## Start

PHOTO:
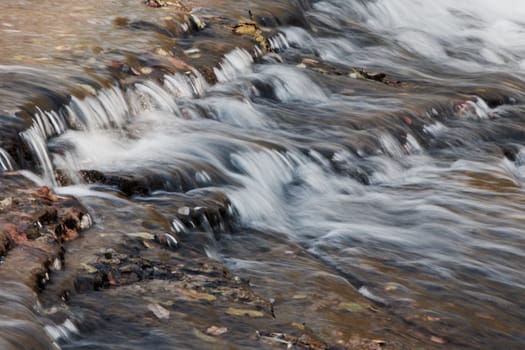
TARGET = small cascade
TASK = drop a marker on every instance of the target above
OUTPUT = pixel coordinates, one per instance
(6, 162)
(45, 125)
(107, 109)
(235, 63)
(186, 85)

## End

Copy out the records above word for word, omitting the pictures.

▶ **Solution**:
PHOTO:
TARGET = small cascade
TASK = drop a marker on every instance of the target above
OUTPUT = pixel coordinates, one per instance
(6, 162)
(45, 125)
(107, 109)
(235, 63)
(186, 85)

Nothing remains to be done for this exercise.